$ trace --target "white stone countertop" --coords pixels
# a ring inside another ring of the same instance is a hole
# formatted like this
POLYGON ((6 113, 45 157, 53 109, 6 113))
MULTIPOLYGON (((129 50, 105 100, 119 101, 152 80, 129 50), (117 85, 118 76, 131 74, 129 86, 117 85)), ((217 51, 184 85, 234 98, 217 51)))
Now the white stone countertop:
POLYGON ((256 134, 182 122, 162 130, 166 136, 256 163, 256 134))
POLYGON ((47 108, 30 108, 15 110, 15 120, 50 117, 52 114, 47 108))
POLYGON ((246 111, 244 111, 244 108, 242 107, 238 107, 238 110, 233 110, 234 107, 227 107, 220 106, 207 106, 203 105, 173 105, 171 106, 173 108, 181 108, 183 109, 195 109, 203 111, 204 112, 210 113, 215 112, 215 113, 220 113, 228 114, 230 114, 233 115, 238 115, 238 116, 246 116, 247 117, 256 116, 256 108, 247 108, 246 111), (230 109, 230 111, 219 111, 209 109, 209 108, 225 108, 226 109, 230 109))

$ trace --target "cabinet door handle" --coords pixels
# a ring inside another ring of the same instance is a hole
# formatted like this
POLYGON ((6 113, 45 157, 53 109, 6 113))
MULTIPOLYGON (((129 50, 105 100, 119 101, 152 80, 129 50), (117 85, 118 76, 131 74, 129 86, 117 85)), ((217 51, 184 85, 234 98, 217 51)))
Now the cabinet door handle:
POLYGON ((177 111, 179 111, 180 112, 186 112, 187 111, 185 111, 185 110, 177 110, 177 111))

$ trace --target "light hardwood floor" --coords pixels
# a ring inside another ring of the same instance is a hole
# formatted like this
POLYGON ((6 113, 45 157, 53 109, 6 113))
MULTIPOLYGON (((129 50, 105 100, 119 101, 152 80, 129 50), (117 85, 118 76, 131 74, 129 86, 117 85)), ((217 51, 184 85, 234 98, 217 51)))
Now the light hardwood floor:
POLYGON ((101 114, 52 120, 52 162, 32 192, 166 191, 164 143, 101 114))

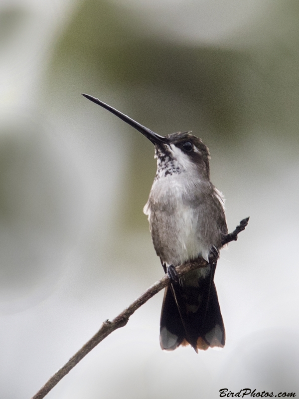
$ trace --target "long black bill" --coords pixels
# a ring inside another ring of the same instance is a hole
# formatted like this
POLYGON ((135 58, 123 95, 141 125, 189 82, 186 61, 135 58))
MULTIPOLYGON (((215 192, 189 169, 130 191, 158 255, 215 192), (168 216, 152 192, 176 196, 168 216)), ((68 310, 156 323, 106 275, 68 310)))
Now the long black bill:
POLYGON ((125 115, 125 114, 123 114, 122 112, 111 107, 110 105, 108 105, 108 104, 101 101, 99 99, 92 97, 92 96, 90 96, 89 94, 83 94, 82 93, 82 96, 84 96, 88 100, 90 100, 91 101, 93 101, 93 102, 97 104, 98 105, 100 105, 101 107, 103 107, 103 108, 110 111, 110 112, 118 116, 119 118, 120 118, 121 119, 122 119, 124 122, 131 125, 132 127, 138 130, 139 132, 140 132, 144 136, 145 136, 146 137, 149 139, 153 144, 161 144, 163 143, 167 142, 167 139, 165 137, 163 137, 162 136, 159 136, 158 134, 154 133, 151 130, 148 129, 148 128, 141 125, 140 123, 138 123, 138 122, 130 118, 130 117, 125 115))

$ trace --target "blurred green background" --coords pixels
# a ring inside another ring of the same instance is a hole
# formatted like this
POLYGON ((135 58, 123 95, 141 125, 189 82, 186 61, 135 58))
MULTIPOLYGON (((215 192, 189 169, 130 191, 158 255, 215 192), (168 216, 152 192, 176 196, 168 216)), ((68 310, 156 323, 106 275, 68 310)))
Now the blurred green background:
POLYGON ((48 395, 299 394, 299 3, 0 2, 0 398, 30 398, 163 274, 142 212, 157 133, 192 130, 232 230, 221 351, 162 352, 162 293, 48 395))

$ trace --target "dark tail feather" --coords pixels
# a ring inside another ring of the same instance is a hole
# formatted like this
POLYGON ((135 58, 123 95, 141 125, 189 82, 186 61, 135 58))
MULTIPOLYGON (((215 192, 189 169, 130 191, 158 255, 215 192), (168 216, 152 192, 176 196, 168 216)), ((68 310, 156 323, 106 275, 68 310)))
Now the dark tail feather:
POLYGON ((166 289, 160 324, 162 349, 188 344, 196 352, 223 347, 225 332, 213 277, 200 279, 198 287, 166 289))

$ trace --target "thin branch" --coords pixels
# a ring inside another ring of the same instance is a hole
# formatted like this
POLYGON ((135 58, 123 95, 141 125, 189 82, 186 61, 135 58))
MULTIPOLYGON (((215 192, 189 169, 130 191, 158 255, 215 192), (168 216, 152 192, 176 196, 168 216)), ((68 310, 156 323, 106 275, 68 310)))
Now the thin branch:
MULTIPOLYGON (((223 245, 227 244, 231 241, 236 240, 238 234, 245 228, 249 218, 244 219, 240 222, 240 225, 231 233, 228 234, 224 239, 225 242, 223 245)), ((181 277, 186 273, 199 267, 204 267, 208 262, 200 258, 193 262, 184 264, 176 268, 177 275, 181 277)), ((112 332, 118 328, 124 327, 128 322, 130 316, 134 312, 142 306, 150 298, 157 294, 159 291, 164 288, 168 284, 168 277, 165 274, 158 281, 157 281, 150 287, 141 296, 138 298, 128 308, 114 319, 112 321, 107 320, 104 321, 102 327, 98 332, 84 345, 81 349, 75 354, 69 360, 61 369, 47 381, 46 384, 31 398, 31 399, 42 399, 53 388, 59 381, 66 376, 74 367, 80 360, 90 352, 98 344, 106 338, 112 332)))

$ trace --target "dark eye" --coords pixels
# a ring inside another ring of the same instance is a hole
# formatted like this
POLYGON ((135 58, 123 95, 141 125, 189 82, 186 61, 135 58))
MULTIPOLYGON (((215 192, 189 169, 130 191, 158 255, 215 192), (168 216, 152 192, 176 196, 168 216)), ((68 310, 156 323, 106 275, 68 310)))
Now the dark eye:
POLYGON ((186 143, 184 143, 183 147, 184 150, 186 151, 192 151, 193 149, 193 146, 189 141, 186 141, 186 143))

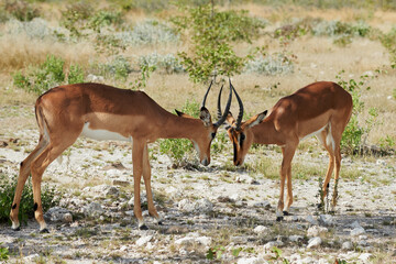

• • • •

Written instruction = Copy the listing above line for line, leaving out the pictures.

Expected output =
$ trace --target "white stone countertop" --coords pixels
# a ring inside another ring of the same instance is a hole
# formatted like this
POLYGON ((6 113, 45 157, 53 109, 6 113))
MULTIPOLYGON (((129 50, 105 100, 119 101, 152 80, 129 50), (117 85, 118 76, 131 74, 129 86, 117 85)), ((217 51, 184 85, 234 98, 217 51)))
Now the white stone countertop:
POLYGON ((256 134, 182 122, 162 130, 166 136, 256 163, 256 134))
POLYGON ((47 108, 30 108, 15 110, 15 120, 50 117, 52 114, 47 108))
POLYGON ((246 111, 244 111, 244 108, 242 107, 238 107, 238 110, 233 110, 234 107, 227 107, 220 106, 207 106, 203 105, 173 105, 171 106, 173 108, 181 108, 183 109, 195 109, 203 111, 204 112, 210 113, 215 112, 215 113, 220 113, 228 114, 230 114, 233 115, 238 115, 238 116, 246 116, 247 117, 256 116, 256 108, 247 108, 246 111), (230 109, 230 111, 219 111, 209 109, 209 108, 225 108, 226 109, 230 109))

$ trace --target "cabinet door handle" --coords pixels
# a ring inside another ring of the same instance is a hole
# formatted like this
POLYGON ((6 113, 45 157, 53 109, 6 113))
MULTIPOLYGON (((129 50, 105 100, 119 101, 152 80, 129 50), (117 85, 118 76, 131 74, 129 86, 117 85)), ((217 51, 184 85, 234 98, 217 51)))
Now the cabinet door handle:
POLYGON ((177 111, 179 111, 180 112, 186 112, 187 111, 185 111, 185 110, 177 110, 177 111))

$ trace --target "light hardwood floor" --coords pixels
# a ring inside another ring of the same instance is a hole
# formatted like this
POLYGON ((6 113, 45 157, 53 109, 6 113))
MULTIPOLYGON (((129 50, 105 100, 119 101, 152 80, 129 50), (117 85, 118 76, 131 74, 129 86, 117 85)), ((217 51, 184 85, 234 98, 217 51)))
Now the light hardwood floor:
POLYGON ((101 114, 52 120, 52 162, 32 192, 166 191, 164 143, 101 114))

$ trace --target "long black bill" --coords pixels
# a ring inside another ring of the same instance is a hole
# formatted like this
POLYGON ((135 58, 123 95, 141 125, 189 82, 186 61, 135 58))
MULTIPOLYGON (((215 192, 189 169, 130 191, 158 255, 215 192), (168 216, 152 192, 176 196, 168 216)), ((68 310, 156 323, 106 275, 68 310)))
Now the long black bill:
POLYGON ((125 115, 125 114, 123 114, 122 112, 111 107, 110 105, 108 105, 108 104, 101 101, 99 99, 92 97, 92 96, 90 96, 89 94, 83 94, 82 93, 82 96, 84 96, 88 100, 90 100, 91 101, 93 101, 93 102, 97 104, 98 105, 100 105, 101 107, 103 107, 103 108, 110 111, 110 112, 118 116, 119 118, 120 118, 121 119, 122 119, 124 122, 131 125, 132 127, 138 130, 139 132, 140 132, 144 136, 145 136, 146 137, 149 139, 153 144, 161 144, 163 143, 167 142, 167 139, 165 137, 163 137, 162 136, 159 136, 158 134, 154 133, 151 130, 148 129, 148 128, 141 125, 140 123, 138 123, 138 122, 130 118, 130 117, 125 115))

$ trace --target "blurred green background" --coords pixels
# a ring inside another ring of the same instance is a hole
# formatted like this
POLYGON ((135 58, 123 95, 141 125, 189 82, 186 61, 135 58))
MULTIPOLYGON (((215 192, 189 169, 130 191, 158 255, 215 192), (168 216, 152 192, 176 196, 168 216)), ((68 310, 156 323, 106 275, 68 310)))
Now the blurred green background:
POLYGON ((48 395, 299 394, 299 3, 0 2, 0 398, 30 398, 163 274, 142 212, 157 133, 192 130, 232 230, 221 351, 162 352, 162 293, 48 395))

$ trace --target "dark tail feather" --coords pixels
# a ring inside another ring of the same instance is a hole
# formatted like this
POLYGON ((135 58, 123 95, 141 125, 189 82, 186 61, 135 58))
MULTIPOLYGON (((215 192, 189 169, 130 191, 158 255, 215 192), (168 216, 152 192, 176 196, 168 216)), ((68 310, 156 323, 106 275, 68 310)))
Now the dark tail feather:
POLYGON ((166 289, 160 324, 162 349, 188 344, 196 352, 223 347, 225 332, 213 277, 200 279, 198 287, 166 289))

$ trace --target "thin branch" --coords pixels
# a ring inside another ring of the same instance is a hole
# formatted like this
POLYGON ((135 58, 123 95, 141 125, 189 82, 186 61, 135 58))
MULTIPOLYGON (((215 192, 189 169, 130 191, 158 255, 215 192), (168 216, 152 192, 176 196, 168 216)), ((68 310, 156 323, 106 275, 68 310)))
Now the thin branch:
MULTIPOLYGON (((223 245, 227 244, 231 241, 236 240, 238 234, 245 228, 249 218, 244 219, 240 222, 240 225, 231 233, 228 234, 224 239, 225 242, 223 245)), ((181 277, 186 273, 199 267, 204 267, 208 262, 200 258, 193 262, 184 264, 176 268, 177 275, 181 277)), ((112 332, 118 328, 124 327, 128 322, 130 316, 134 312, 142 306, 150 298, 157 294, 159 291, 164 288, 168 284, 168 277, 165 274, 158 281, 157 281, 150 287, 141 296, 138 298, 128 308, 114 319, 112 321, 107 320, 104 321, 102 327, 98 332, 84 345, 81 349, 75 354, 69 360, 61 369, 47 381, 46 384, 31 398, 31 399, 42 399, 53 388, 59 381, 66 376, 74 367, 80 360, 90 352, 98 344, 106 338, 112 332)))

$ trace --target "dark eye" --coords pixels
# a ring inside another ring of the same instance is a hole
# formatted like this
POLYGON ((135 58, 123 95, 141 125, 189 82, 186 61, 135 58))
MULTIPOLYGON (((215 192, 189 169, 130 191, 158 255, 215 192), (168 216, 152 192, 176 196, 168 216)), ((68 310, 156 323, 106 275, 68 310)))
Now the dark eye:
POLYGON ((186 143, 184 143, 183 147, 184 150, 186 151, 192 151, 193 149, 193 146, 189 141, 186 141, 186 143))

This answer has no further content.